* WORK TO BE COMPLETED
Type every record exactly as it appears.

* THE RECORDS
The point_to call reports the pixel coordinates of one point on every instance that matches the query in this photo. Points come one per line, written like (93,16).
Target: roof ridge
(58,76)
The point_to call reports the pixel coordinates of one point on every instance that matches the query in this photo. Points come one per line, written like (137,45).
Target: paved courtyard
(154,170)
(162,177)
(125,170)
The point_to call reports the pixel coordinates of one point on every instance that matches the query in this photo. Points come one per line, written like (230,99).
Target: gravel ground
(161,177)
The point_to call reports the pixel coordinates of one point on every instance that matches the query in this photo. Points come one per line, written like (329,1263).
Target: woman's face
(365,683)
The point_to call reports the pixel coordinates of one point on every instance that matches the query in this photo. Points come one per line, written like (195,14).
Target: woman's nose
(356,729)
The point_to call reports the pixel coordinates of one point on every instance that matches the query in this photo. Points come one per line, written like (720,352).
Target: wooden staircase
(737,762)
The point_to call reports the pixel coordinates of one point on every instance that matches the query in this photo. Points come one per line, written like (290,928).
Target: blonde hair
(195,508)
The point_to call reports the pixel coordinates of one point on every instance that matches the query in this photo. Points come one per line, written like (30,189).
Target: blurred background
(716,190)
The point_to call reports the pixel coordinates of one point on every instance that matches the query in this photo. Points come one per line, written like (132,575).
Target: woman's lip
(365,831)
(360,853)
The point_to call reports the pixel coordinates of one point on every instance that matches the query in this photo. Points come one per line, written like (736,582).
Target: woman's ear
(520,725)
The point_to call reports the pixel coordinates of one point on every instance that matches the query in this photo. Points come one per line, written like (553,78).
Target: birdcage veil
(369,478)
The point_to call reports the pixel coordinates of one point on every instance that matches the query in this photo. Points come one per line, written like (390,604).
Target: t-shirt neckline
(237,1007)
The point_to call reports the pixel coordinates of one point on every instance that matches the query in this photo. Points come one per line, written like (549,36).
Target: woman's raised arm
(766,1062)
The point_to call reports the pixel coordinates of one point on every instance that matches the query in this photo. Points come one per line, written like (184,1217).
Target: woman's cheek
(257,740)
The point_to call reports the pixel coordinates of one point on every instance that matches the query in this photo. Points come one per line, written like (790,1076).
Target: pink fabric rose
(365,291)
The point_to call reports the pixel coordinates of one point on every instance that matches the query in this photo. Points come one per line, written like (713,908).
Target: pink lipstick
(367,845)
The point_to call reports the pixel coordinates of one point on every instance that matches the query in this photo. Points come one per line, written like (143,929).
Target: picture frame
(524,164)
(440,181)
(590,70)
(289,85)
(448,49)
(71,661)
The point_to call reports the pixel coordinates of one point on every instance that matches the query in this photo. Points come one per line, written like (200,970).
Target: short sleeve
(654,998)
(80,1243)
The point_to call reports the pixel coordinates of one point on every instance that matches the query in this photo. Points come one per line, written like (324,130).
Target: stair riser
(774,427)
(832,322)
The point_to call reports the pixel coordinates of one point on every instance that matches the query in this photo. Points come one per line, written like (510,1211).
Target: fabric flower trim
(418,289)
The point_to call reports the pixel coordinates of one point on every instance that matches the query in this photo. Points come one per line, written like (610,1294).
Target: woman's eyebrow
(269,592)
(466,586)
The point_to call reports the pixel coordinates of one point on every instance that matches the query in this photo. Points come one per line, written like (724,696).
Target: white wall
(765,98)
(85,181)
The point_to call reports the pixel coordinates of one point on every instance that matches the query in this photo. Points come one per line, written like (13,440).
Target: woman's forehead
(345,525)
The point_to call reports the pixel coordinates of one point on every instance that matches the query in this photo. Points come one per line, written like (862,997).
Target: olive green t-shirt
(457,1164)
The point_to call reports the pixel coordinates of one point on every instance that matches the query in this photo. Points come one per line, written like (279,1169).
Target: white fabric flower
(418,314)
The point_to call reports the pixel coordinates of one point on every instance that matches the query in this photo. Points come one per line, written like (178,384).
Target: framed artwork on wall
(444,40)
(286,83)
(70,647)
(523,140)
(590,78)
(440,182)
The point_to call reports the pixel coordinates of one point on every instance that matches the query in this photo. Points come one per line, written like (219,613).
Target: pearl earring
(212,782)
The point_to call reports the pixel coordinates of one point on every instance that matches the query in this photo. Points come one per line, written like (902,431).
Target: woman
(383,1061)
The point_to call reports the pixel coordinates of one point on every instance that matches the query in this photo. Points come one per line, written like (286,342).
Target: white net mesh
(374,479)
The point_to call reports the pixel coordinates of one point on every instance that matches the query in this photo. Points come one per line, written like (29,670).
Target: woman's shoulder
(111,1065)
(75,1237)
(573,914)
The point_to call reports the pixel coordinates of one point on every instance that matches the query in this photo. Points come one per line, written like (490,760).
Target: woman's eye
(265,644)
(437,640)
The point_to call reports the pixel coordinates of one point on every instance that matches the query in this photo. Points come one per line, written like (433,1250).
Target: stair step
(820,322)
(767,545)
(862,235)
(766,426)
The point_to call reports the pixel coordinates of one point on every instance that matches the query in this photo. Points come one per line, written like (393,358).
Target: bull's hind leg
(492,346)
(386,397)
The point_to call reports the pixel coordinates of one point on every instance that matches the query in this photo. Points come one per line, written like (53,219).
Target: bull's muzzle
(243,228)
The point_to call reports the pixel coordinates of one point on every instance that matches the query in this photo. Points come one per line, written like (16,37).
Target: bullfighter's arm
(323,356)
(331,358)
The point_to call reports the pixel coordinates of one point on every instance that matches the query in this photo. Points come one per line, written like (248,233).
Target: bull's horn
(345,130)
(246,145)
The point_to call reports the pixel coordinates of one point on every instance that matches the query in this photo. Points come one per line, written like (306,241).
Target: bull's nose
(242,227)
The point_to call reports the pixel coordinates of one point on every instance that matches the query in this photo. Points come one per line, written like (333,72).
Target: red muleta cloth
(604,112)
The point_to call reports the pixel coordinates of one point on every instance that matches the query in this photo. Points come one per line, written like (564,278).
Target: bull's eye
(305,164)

* FINAL ANSWER
The point_to call reports the pixel coordinates of one point on every instance that matches the query in this photo. Points come one per line, written like (93,16).
Target: roof ridge
(58,76)
The point_to call reports the pixel coordinates of one point on every instance that matches the query in this photo. Points come one per line, written like (137,45).
Target: paved courtyard
(154,170)
(162,177)
(125,170)
The point_to call reports the pixel coordinates of one point on every instance that matches the query in this photo. Points come one per line, written like (230,99).
Target: gravel ground
(161,177)
The point_to call reports the pixel coordinates of one point on every instance that matches the query in this photo. Points come one per line, written like (329,1263).
Target: woman's face
(365,683)
The point_to call reports the pixel coordinates of one point on every instance that matches the query in this photo. Points come one per line, written like (195,14).
Target: woman's nose
(356,729)
The point_to call reports the pixel coordinates of one point on every instance that matches the query in this photo. Points come one per line, written like (720,352).
Target: wooden staircase
(737,762)
The point_to call reports the pixel coordinates of one point on every instance that matches the query in this photo. Points come one per line, written like (290,928).
Target: blonde hair
(195,508)
The point_to call reports the pixel coordinates of one point on every instance that matches the query in this photo. Points come one per line, written like (30,189).
Target: blurred background
(716,190)
The point_to call reports the pixel coordinates of one point on every instance that matches the query in this photo. Points come one per line, written like (132,575).
Target: woman's lip
(365,831)
(360,853)
The point_to call reports the pixel coordinates of one point on every instance that matches the query in this photo. Points come one per line, written like (736,582).
Target: woman's ear
(520,725)
The point_to call reports the pixel coordinates of one point on every instance that matches the query in this photo. Points come one per line, written like (553,78).
Target: birdcage veil
(369,478)
The point_to call reports the pixel coordinates of one point on every instance that matches the query in this photo. Points come one per line, written like (390,604).
Target: t-shirt neckline
(237,1007)
The point_to call reports the pixel coordinates of one point on every instance that matches the query in this photo. Points come one per line, written like (549,36).
Target: woman's raised arm
(766,1062)
The point_to call reports the pixel coordinates of one point on every instance that matches the query in this photo. Points come one per line, written like (184,1217).
Target: woman's cheek
(257,740)
The point_to call reports the pixel coordinates of one point on every instance that matches the query in this photo. Points come one per line, written like (790,1076).
Target: pink fabric rose
(365,291)
The point_to call reports the pixel coordinates of one point on every instance that matches the query in this photo. Points come one per line, written like (713,908).
Target: pink lipstick
(367,845)
The point_to call reports the pixel coordinates of one point on every instance that matches the query in this photo. Points come one per line, written like (143,929).
Target: picture frame
(524,164)
(440,181)
(590,70)
(289,85)
(448,49)
(71,661)
The point_to call reports the pixel coordinates of one point on every instance that matches the query in this photo. Points come one per line, written like (200,970).
Target: short sleeve
(654,998)
(80,1243)
The point_to call reports the pixel coordinates of one point on every instance that matches the query in this photo. Points come one per line, written like (324,130).
Target: stair riser
(774,427)
(832,322)
The point_to call reports the pixel coordinates of one point on every instance that matches the query in this photo. Points come one per line, written like (510,1211).
Target: fabric flower trim
(418,289)
The point_to call reports the pixel coordinates of one point on every instance that matches the query in this photo. Points come one per line, written like (610,1294).
Target: woman's eyebrow
(269,592)
(466,586)
The point_to call reports the pixel coordinates of one point on every instance that matches the query in this photo. Points come one per line, written like (724,696).
Target: white wall
(765,98)
(85,181)
The point_to call reports the pixel coordinates of one point on every instance that matches the query in this photo. Points come one per line, written like (13,440).
Target: woman's forehead
(345,525)
The point_to call reports the pixel coordinates of one point on every instance that matches the query in this photo. Points come one per line, written like (862,997).
Target: olive green t-shirt
(457,1164)
The point_to call reports the pixel coordinates of one point on every instance that matches the query in this photo. Points come one per line, written like (279,1169).
Target: white fabric flower
(418,314)
The point_to call reports the pixel coordinates of one point on every instance that matches the query in this photo. Points come one per line, written like (178,384).
Target: framed artwork on wall
(444,40)
(286,83)
(70,647)
(523,140)
(590,78)
(440,182)
The point_to call reports the pixel coordinates of one point on every instance that matches the query in this photo. Points come one per line, written like (219,613).
Target: pearl earring
(212,782)
The point_to call reports the pixel coordinates of one point on every instance that matches the query in this photo. Points come one per line, written like (902,431).
Target: woman
(383,1061)
The point_to call reports the pixel coordinates of one point on every instance that matches the query in this photo. Points come one per line, written like (286,342).
Target: white net mesh
(374,479)
The point_to call reports the pixel coordinates of one point on every instance that matches the query in this photo. Points come one per line, written like (29,670).
Target: woman's shoulder
(111,1065)
(75,1237)
(573,914)
The point_to call reports the pixel coordinates of one point on every instance that matches the query in this photo. Points come one per line, written like (490,760).
Target: woman's eye
(265,644)
(437,640)
The point_to call reports the pixel coordinates of one point on every instance that matches the query in this photo. Points come one per line, written like (433,1250).
Target: stair step
(820,322)
(767,545)
(862,235)
(766,426)
The point_to call reports the pixel coordinates of one point on every instance that matches the query in this photo. Points come one per line, written like (393,358).
Target: bull's hind leg
(492,346)
(386,397)
The point_to call reports the pixel coordinates of one point on every instance that matches the query in this photo. Points come one per line, written like (53,219).
Target: bull's muzzle
(243,228)
The point_to call reports the pixel coordinates of one point on every instance that matches the query in this photo. Points come one per line, written like (16,37).
Target: bullfighter's arm
(323,356)
(331,358)
The point_to call reports the pixel coordinates of one point on every instance that matches the query in this photo. Points come one per line, written like (248,233).
Target: bull's horn
(345,130)
(246,145)
The point_to call reports the pixel coordinates of one point on every instance that matches the query in this photo. Points come one per line, written like (306,241).
Target: bull's nose
(242,227)
The point_to call reports the pixel coordinates of one point on every instance that matches the query in this photo. Points come one per line, written like (333,72).
Target: red muleta cloth
(604,112)
The point_to call reports the pixel coordinates of one point on every instance that matches the query in this photo. Points come one per line, written like (564,278).
Target: bull's eye
(305,164)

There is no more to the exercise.